READING TEXT:
►
Variation in brachial plexus formation, branching pattern and relation with major vesselsG. Anwer Khan, Deepak Kafle, Shekhar K. Yadav, Om Shrestha, Arun Dhakal, Sudeep K. Yadav, Ranjit Guha.
Background: Anatomical variations in the formation, branching pattern and relations of the brachial plexus have been described in humans by many authors; however these have not been extensively catalogued. The aim of the study was to describe variations in brachial plexus formation, branching pattern and relation with major vessels.
Methods: This study included thorough dissection of 60 brachial plexuses which belonged to 30 cadavers (male: female ratio = 28:02 ) with age range of 20-60 years, obtained from the Department of Anatomy, College of Medical Sciences (CMS-TH), following standard guidelines.
◄
THE TASK:
Continue the brachial plexus abstract from its last sentence.

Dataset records
►
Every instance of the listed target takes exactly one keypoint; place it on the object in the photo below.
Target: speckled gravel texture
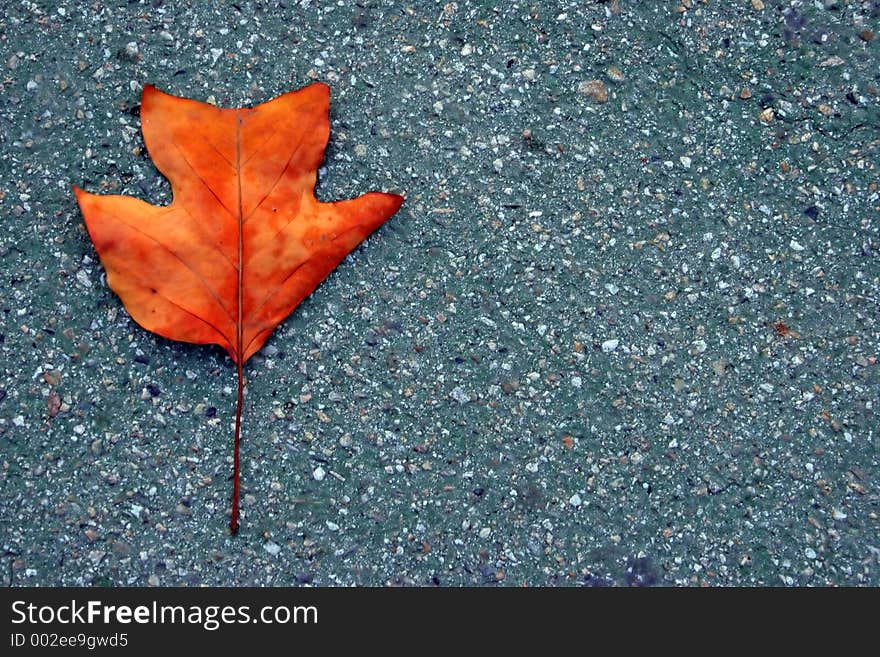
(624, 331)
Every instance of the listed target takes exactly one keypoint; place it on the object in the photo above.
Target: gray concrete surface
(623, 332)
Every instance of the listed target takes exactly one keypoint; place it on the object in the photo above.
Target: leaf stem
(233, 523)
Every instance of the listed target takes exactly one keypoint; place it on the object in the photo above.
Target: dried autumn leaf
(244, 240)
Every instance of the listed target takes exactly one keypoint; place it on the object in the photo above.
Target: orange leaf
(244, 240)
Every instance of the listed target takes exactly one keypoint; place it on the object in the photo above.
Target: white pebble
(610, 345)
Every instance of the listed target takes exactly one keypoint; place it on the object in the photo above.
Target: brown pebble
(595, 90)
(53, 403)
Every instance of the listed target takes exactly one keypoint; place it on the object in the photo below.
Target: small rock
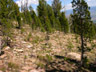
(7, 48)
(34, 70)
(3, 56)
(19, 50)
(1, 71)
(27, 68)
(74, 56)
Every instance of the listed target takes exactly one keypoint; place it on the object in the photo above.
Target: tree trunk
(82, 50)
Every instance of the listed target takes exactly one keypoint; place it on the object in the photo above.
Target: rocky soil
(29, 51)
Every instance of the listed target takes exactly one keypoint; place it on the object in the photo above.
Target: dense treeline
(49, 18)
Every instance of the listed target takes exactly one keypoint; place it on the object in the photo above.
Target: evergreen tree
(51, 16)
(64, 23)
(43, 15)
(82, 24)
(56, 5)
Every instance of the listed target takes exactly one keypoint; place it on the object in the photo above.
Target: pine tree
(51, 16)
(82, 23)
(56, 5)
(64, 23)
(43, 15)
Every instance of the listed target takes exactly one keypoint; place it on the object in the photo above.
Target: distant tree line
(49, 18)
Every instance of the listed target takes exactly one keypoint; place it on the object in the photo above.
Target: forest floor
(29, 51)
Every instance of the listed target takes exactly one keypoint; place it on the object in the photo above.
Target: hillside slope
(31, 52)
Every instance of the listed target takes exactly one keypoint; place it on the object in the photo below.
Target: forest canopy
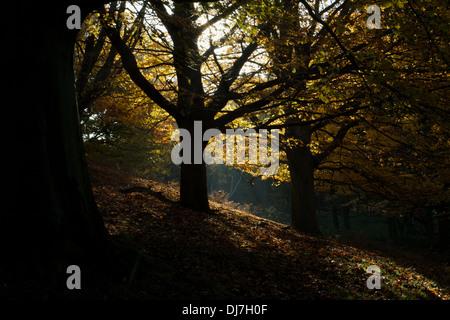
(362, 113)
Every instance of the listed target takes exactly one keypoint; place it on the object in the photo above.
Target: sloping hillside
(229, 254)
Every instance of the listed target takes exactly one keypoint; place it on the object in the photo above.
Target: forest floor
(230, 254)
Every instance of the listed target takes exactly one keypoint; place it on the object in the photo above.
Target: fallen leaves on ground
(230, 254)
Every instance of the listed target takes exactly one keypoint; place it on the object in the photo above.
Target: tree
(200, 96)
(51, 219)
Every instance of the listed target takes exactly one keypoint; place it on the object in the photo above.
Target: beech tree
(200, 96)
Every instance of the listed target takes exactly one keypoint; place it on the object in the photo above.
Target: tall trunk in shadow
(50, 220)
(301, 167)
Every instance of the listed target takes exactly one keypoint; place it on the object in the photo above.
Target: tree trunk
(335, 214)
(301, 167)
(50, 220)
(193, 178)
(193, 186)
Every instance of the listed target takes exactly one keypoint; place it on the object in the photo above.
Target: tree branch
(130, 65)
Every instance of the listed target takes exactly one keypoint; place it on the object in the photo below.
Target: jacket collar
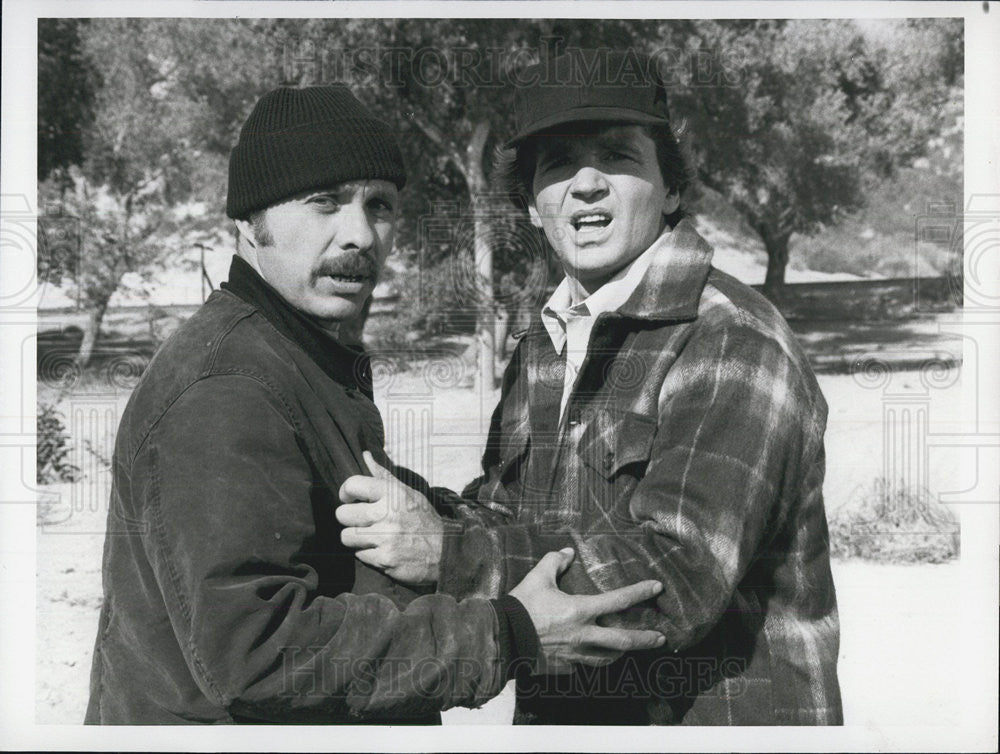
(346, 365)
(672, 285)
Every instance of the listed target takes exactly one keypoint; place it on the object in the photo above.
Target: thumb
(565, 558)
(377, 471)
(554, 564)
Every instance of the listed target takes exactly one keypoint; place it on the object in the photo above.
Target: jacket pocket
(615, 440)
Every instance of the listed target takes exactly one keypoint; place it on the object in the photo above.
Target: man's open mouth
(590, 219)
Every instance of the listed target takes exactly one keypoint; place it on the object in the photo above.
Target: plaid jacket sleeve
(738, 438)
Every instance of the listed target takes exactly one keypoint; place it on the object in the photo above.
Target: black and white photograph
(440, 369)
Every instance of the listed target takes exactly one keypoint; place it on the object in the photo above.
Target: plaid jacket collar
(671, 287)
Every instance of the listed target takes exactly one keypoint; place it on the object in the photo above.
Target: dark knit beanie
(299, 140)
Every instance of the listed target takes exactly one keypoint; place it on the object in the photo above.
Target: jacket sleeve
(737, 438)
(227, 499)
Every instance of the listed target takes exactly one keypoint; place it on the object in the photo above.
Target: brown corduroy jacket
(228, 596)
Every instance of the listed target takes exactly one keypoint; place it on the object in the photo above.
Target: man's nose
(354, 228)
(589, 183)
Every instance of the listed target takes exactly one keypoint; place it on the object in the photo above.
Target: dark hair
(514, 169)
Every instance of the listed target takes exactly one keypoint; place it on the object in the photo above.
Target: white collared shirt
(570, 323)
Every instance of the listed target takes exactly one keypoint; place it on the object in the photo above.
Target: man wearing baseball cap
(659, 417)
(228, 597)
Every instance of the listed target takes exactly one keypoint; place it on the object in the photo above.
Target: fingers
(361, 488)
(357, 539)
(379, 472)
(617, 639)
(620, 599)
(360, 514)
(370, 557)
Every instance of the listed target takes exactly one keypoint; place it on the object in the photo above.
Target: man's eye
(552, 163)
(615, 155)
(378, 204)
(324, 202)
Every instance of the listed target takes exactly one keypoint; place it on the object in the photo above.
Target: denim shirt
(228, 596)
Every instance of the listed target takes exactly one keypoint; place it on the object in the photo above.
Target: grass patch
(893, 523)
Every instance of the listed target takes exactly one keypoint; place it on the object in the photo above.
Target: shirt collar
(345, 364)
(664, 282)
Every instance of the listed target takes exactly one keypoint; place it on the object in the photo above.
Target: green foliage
◄
TASK ANSWER:
Results: Out of 60 limbs dissected in present study, the variation in formation was found in 20 limbs (33.3%), out of which 12 limbs (20%) had variations in the trunk and 8 limbs (13.3%) had variations in the cord, remaining 40 limbs (66.6%) were normal in the formation of brachial plexus. Normal branching pattern of the posterior cord was encountered in 52 (86.67%) limbs, the remaining 8 (13.33%) being variants in one form or the other. The upper subscapular nerve, the thoracodorsal nerve, the lower subscapular nerve and the axillary nerve were found to arise normally in 91.66%, 96.66%, 96.66% and 98.33% of the limbs respectively.
Conclusion: The present study carried out on adult human cadavers revealed some rare variations in the formation, branching pattern and relations of the brachial plexus. These variations are of clinical significance for the surgeons, radiologists and the anesthesiologists.